◆ DATA TO USE:
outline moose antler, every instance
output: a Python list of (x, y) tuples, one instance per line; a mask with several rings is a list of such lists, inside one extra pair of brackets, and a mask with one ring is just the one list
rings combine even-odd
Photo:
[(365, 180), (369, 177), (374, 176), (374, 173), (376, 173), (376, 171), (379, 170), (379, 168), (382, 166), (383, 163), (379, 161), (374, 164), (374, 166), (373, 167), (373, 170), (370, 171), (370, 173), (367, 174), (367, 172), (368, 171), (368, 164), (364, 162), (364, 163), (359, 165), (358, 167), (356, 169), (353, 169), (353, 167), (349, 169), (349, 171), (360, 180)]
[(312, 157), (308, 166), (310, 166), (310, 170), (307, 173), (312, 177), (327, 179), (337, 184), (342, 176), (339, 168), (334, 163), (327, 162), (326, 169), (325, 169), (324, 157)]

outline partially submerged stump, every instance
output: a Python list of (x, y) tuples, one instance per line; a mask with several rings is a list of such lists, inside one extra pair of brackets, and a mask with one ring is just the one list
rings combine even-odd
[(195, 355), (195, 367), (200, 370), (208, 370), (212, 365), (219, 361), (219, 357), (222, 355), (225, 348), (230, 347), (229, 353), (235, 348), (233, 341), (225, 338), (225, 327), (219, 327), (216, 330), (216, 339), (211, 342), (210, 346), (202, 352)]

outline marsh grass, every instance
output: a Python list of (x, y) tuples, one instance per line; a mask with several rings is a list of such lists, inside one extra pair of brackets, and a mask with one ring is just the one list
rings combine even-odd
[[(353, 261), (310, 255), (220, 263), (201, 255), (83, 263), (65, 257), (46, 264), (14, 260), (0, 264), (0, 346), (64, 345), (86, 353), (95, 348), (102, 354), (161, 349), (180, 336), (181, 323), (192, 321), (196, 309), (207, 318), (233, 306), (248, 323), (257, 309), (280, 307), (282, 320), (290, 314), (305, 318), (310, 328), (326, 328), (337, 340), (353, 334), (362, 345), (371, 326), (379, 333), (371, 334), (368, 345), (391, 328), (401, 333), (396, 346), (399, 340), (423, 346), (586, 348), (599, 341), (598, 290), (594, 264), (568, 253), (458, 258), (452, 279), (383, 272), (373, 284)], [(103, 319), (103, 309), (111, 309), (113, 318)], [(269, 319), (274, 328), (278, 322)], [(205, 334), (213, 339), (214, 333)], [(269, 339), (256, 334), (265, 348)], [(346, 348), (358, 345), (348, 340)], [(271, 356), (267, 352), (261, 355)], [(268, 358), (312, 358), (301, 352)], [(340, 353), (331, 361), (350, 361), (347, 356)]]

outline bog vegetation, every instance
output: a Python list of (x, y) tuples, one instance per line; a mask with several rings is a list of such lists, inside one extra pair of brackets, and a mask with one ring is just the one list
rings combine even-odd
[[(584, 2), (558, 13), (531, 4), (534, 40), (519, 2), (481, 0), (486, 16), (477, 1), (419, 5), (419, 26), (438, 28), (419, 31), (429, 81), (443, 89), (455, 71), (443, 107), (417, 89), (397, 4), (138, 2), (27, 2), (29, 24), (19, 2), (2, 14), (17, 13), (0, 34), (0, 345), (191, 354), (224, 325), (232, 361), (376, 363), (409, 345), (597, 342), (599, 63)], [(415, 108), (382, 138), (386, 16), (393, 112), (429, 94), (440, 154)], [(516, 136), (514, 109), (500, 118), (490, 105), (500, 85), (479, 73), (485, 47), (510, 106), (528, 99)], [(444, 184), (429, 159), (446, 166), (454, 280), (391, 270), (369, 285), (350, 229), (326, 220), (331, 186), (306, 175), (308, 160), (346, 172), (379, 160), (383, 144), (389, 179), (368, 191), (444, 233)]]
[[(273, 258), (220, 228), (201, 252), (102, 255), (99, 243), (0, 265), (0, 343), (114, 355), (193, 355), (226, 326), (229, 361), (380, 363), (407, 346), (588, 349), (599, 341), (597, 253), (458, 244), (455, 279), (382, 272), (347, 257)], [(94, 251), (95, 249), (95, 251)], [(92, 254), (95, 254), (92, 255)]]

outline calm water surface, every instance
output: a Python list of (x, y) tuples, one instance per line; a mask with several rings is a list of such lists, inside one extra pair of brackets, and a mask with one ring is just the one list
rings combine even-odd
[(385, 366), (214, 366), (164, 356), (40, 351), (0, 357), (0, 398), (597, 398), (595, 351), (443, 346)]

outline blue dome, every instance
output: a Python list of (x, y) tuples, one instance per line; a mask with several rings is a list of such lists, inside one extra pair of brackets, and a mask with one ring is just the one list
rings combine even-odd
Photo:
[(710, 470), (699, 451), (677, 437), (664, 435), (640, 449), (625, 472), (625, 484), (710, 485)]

◆ EXERCISE DIRECTIONS: Retype every entry word for word.

◆ OUTPUT BELOW:
outline moose antler, every instance
output: a Python list of (x, y) tuples, one instance per line; a mask with several rings is a list of such lists, inside one extra pair of brackets, and a mask with one ring is just the one list
rings combine even-odd
Photo:
[(365, 180), (369, 177), (374, 176), (374, 173), (376, 173), (376, 171), (379, 170), (379, 168), (382, 166), (383, 163), (379, 161), (374, 164), (374, 166), (373, 167), (373, 170), (370, 171), (370, 173), (367, 174), (367, 172), (368, 171), (368, 164), (364, 162), (364, 163), (359, 165), (358, 167), (356, 169), (353, 169), (353, 167), (349, 169), (349, 171), (360, 180)]
[(312, 157), (308, 166), (310, 166), (310, 170), (307, 173), (312, 177), (327, 179), (337, 184), (342, 176), (339, 168), (334, 163), (327, 162), (326, 169), (325, 169), (324, 157)]

outline partially submerged stump, every instance
output: a Python list of (x, y) tuples, one instance per line; a mask with several rings is a list of such lists, inside one extra pair of brackets, and a mask with one ring is just the one list
rings combine even-odd
[(195, 355), (195, 367), (200, 370), (208, 370), (212, 365), (219, 361), (219, 357), (222, 355), (225, 348), (230, 347), (229, 353), (235, 348), (233, 341), (225, 338), (225, 327), (219, 327), (216, 330), (216, 339), (211, 342), (210, 346), (202, 352)]

outline marsh grass, every instance
output: a Python list of (x, y) tuples, one instance per line; a mask with several rings is a list of such lists, inside one extra pair of brackets, and a mask with one ring is just the one list
rings combine even-odd
[[(353, 261), (310, 255), (220, 263), (201, 255), (83, 263), (65, 257), (46, 264), (14, 260), (0, 264), (0, 346), (64, 345), (86, 353), (95, 348), (102, 354), (161, 349), (180, 336), (181, 323), (192, 321), (196, 309), (207, 318), (233, 306), (248, 323), (257, 309), (280, 307), (282, 320), (290, 314), (305, 318), (310, 328), (326, 328), (337, 340), (353, 334), (362, 345), (371, 326), (379, 333), (371, 334), (368, 345), (391, 328), (401, 333), (396, 346), (399, 340), (423, 346), (586, 348), (599, 341), (598, 290), (594, 264), (568, 253), (458, 258), (452, 279), (383, 272), (373, 284)], [(103, 319), (103, 309), (111, 309), (113, 318)], [(269, 319), (274, 328), (278, 322)], [(205, 334), (213, 339), (214, 333)], [(269, 339), (256, 334), (265, 348)], [(346, 348), (358, 345), (348, 340)], [(271, 356), (267, 352), (261, 355)], [(268, 358), (312, 358), (301, 352)], [(340, 353), (331, 361), (350, 361), (347, 356)]]

outline bog vegetation, every instance
output: a Python list of (x, y) tuples, one instance per line; a mask with several rings is a list of such lists, inside one extra pair of brackets, and a mask with one ring is just the one list
rings combine even-odd
[[(584, 2), (558, 13), (531, 4), (534, 40), (519, 2), (481, 0), (486, 16), (477, 1), (419, 5), (419, 26), (438, 28), (419, 31), (429, 81), (443, 89), (455, 71), (443, 107), (417, 89), (397, 4), (138, 2), (27, 2), (29, 24), (19, 2), (2, 14), (17, 13), (0, 34), (0, 345), (191, 354), (224, 325), (232, 361), (376, 363), (409, 345), (597, 342), (599, 63)], [(415, 108), (382, 138), (386, 16), (393, 112), (429, 94), (440, 154)], [(516, 136), (514, 109), (500, 118), (490, 105), (500, 85), (479, 73), (485, 47), (510, 106), (528, 99)], [(444, 184), (429, 159), (446, 166), (454, 280), (391, 270), (369, 285), (350, 229), (326, 220), (331, 186), (306, 175), (308, 160), (346, 172), (379, 160), (383, 144), (389, 179), (368, 191), (444, 233)]]
[[(273, 258), (220, 228), (201, 252), (102, 255), (99, 243), (0, 265), (0, 343), (114, 355), (193, 355), (226, 326), (229, 361), (380, 363), (407, 346), (588, 349), (599, 341), (597, 253), (458, 244), (455, 279), (382, 272), (347, 257)], [(94, 251), (95, 249), (95, 251)], [(92, 254), (95, 254), (92, 255)]]

outline calm water surface, every instance
output: a Python list of (x, y) tuples, one instance per line; a mask with several rings is a list of such lists, inside one extra pair of brackets, and a mask with one ring is just the one list
rings combine even-odd
[(385, 366), (214, 366), (164, 356), (40, 351), (0, 357), (0, 398), (597, 398), (595, 351), (443, 346)]

outline blue dome, every instance
output: a Python list of (x, y) tuples, one instance per line; a mask with several rings is a list of such lists, inside one extra pair of brackets, and a mask with one ring is just the one list
rings combine even-odd
Photo:
[(710, 470), (699, 451), (677, 437), (664, 435), (640, 449), (625, 472), (625, 484), (710, 485)]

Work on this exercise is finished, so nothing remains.